⟨

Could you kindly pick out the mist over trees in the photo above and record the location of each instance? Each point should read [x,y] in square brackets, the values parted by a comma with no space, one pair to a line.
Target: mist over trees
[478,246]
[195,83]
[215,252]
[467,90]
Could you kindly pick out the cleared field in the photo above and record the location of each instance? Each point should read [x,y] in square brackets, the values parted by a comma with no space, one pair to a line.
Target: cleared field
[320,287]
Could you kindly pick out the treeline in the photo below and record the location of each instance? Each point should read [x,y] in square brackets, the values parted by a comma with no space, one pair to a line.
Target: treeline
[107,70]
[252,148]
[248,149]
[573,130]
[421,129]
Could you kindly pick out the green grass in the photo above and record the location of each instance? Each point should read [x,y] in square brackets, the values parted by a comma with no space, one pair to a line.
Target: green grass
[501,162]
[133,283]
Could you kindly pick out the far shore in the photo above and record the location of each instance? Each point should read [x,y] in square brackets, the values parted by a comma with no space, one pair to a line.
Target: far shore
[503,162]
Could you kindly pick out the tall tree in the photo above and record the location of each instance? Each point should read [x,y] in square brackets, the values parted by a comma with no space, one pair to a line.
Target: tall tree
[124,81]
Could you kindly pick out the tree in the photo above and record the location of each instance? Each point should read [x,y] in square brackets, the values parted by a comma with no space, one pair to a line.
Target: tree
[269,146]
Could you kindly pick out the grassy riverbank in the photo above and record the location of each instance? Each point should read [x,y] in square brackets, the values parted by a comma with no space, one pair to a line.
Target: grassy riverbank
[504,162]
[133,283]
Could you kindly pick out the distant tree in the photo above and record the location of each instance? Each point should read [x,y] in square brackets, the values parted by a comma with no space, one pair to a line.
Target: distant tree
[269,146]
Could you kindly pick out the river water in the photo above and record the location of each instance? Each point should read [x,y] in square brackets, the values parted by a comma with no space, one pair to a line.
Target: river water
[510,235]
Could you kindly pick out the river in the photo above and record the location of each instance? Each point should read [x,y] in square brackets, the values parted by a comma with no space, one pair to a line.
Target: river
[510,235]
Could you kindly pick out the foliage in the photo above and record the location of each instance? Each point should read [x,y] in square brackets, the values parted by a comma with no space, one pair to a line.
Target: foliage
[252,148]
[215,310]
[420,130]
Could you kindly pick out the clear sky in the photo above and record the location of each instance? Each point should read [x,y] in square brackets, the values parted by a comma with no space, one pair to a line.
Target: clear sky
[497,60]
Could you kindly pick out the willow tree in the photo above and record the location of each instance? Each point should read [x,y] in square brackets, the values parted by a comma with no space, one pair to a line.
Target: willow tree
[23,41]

⟩

→ **Instructions to follow**
Retype each entry without altering a single word.

→ **Exercise response**
Could you kindly pick out the mist over trees in the photo above and record the location of each instance? Each point should read [x,y] in square brackets, the values parted by a comma with no space, one pair to a line.
Target: mist over trees
[478,246]
[195,83]
[215,252]
[467,90]
Could you kindly pick out the cleared field in the photo above and record the location of each instance? Each point should read [x,y] in square brackets, the values parted by a comma with no space, one pair to a line.
Target: cleared field
[320,287]
Could you kindly pick out the treeline in the photo below and record the location of each instance? Each point should read [x,y] in square brackets, the values parted by a comma with no space, one pair to a line.
Target: treeline
[107,70]
[252,148]
[248,149]
[573,130]
[421,129]
Could you kindly pick out the green grass in the photo above and record the location of each instance? Each point should read [x,y] in square brackets, the values parted by a comma with no space, one pair to a line.
Target: green grass
[501,162]
[133,283]
Could you kindly pick out the far shore in the photo above and record the location of each instance? Each point should read [x,y] in square brackets, the values parted by a comma with no space, one pair to a line.
Target: far shore
[503,162]
Could you kindly pick out the tall tree in the photo above and record the location of each instance? Each point should read [x,y] in square brackets, the values parted by a comma with no space, one pair to a line.
Target: tall tree
[124,81]
Could you kindly pick out the tree in the photo above and record the location of each instance? Each point should read [x,y] in square brackets, the values parted by a comma with no space, one pair to a line.
Target: tree
[269,146]
Could you kindly pick out the grassy riverbank in the photo above and record the location of each instance? Each point should read [x,y] in square brackets, the values parted by a comma with no space, one pair to a line.
Target: grassy riverbank
[504,162]
[133,283]
Could you kindly pick out the distant tree in the photo above and record the location of each instance? Each point should read [x,y] in square brackets, the values parted by a comma with no space, one pair to a line.
Target: distant tree
[269,146]
Could you kindly pick out the river water in the photo above and record the location of each instance? Each point should read [x,y] in square brackets, the values parted by a comma with no space, one pair to a line.
Target: river water
[510,235]
Could you kindly pick out the river in the photo above and record the location of each instance? Each point should read [x,y] in square brackets, the values parted by a comma with no space, one pair to a line.
Target: river
[510,235]
Could you kindly pick out the foliage in the photo above and record the location of each instance? Each point should read [x,y] in square brackets, the values parted by a comma with no space, one pair to a line.
Target: foliage
[252,148]
[215,310]
[420,130]
Could you kindly pick out the clear sky in the photo above and record the location of each instance? Each point should read [x,y] in square brackets, the values parted by a comma with no space, one pair to a line.
Target: clear sky
[497,60]
Could you kindly pick out the willow tree in the photo above and record the location of each instance? Each point should read [x,y] in square brackets, the values parted by a comma with no space, one pair to a line.
Target: willow tree
[23,41]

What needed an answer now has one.